**Requisitos da tarefa**. Com base no trecho sobre economia, explique em uma a três frases por que, segundo ele, a inflação americana não teve relação com os gastos dos Estados Unidos.

**** Trecho do documento ****

Isso tem efeito a curto prazo na recuperação da economia, menos. Mas tem efeito fundamental na credibilidade do país, na recuperação a longo prazo e no direcionamento para onde nós vamos. E isso precisa ser definido imediatamente.
“O Brasil hoje tem 73% de dívida financeira pública e tem 20% do PIB em reservas internacionais, então o Brasil hoje não precisa de dinheiro externo”
O Brasil hoje tem 73% de dívida financeira pública e tem 20% do PIB em reservas internacionais, então o Brasil hoje não precisa de dinheiro externo. É sempre bom ter mais, mas o Brasil não precisa, não depende de recursos externos, isso é um cacoete de um período em que o Brasil no século 20 foi sempre dependente de recursos externos. É claro, se ele começar a crescer muito rapidamente ele pode até depender, porque isso pode levar a ter que a importação de bens, de capital, leve a precisar de linhas externas. O investimento externo não traz só recurso financeiro. Ele pode trazer tecnologia, e isso é o que se deve procurar, é absorção de tecnologia. Esse é o critério que você deve avaliar para trazer investimento externo.. Ele está trazendo tecnologia, está absorvendo tecnologia? Isso é fundamental.
Por que você tem que ser tão dependente de investimento externo? Se tiver tecnologia, uma grande absorção de tecnologia aqui, perfeito.
Os EUA gastaram e aí criou inflação… A inflação americana não tem nada a ver com o que gastou. Os Estados Unidos multiplicaram a base monetária em 2007/2008 para salvar o sistema financeiro, não estou fazendo demagogia… Os EUA não gastaram, gastaram não é a palavra, emitiram moeda. Passaram a base monetária de 3% do PIB para 10% do PIB e depois 27% do PIB. Não teve inflação nenhuma, depois de multiplicarem a base monetária por um fator de 10, passaram 10, 11 anos com deflação. Quando veio a pandemia, EUA dobrou a dose, mais uma vez pegou a base monetária que estava muito mais alta e triplicou, e distribuiu cheque para a população, corretamente, para evitar uma catástrofe com a pandemia. Com a saída da pandemia, as pessoas estavam desesperadas para viajar, comprar coisas, deixar de comprar só em plataforma digital, ir a lojas, a restaurantes, esse efeito coincidiu com o efeito em que a economia no mundo todo estava desorganizada. Os portos estavam encalhados, as mercadorias não tinham como entrar… todas as redes produtivas… um amigo disse, você não tem noção…. não tinha chips para entregar automóveis. A oferta se contraiu, houve uma pressão inflacionária, carros, a oferta se contraiu. Em cima dessa pressão inflacionária, havia a guerra da Ucrânia, que subiu o preço de energia, de petróleo e de alimentos, e no caso de fertilizantes. Essa foi a inflação. Não tem nada a ver como os Estados Unidos gastou mais.

**** Material fornecido ****

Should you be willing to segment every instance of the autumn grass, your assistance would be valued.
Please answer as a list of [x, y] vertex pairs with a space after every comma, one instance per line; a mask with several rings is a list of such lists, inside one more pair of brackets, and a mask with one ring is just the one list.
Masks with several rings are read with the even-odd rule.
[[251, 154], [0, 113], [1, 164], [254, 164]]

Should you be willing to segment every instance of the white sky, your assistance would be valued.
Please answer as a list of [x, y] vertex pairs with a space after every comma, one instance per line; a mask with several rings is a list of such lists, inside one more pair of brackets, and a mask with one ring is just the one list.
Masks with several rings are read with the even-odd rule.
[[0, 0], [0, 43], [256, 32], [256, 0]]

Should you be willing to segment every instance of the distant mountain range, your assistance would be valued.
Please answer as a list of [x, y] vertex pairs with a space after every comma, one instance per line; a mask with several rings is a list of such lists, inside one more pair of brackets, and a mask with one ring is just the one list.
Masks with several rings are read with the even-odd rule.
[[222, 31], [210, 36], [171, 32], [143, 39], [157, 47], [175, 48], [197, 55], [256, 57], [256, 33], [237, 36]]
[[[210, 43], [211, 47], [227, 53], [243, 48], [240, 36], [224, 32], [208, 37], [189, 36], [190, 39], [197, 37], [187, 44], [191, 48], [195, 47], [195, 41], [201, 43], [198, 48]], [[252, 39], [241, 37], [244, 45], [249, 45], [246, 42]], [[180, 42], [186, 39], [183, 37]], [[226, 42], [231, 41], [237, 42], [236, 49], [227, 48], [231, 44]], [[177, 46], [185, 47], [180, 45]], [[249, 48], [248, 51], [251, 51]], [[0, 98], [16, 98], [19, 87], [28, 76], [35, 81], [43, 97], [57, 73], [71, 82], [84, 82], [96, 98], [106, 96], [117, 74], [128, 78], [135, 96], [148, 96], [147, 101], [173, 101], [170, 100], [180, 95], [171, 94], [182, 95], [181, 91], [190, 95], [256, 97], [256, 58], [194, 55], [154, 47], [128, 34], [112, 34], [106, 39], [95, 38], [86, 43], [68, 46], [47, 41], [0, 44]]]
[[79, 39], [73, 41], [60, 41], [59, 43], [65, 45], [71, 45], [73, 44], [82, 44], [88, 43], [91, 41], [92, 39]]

****

**Resposta escrita**. Os Estados Unidos não gastaram, mas emitiram moeda, e depois de multiplicarem a base monetária em 2007/2008 passaram 10, 11 anos com deflação. A inflação surgiu na saída da pandemia, quando a vontade das pessoas de viajar e comprar coincidiu com uma economia mundial desorganizada, o que contraiu a oferta. Sobre essa pressão veio a guerra da Ucrânia, que subiu o preço de energia, petróleo, alimentos e fertilizantes.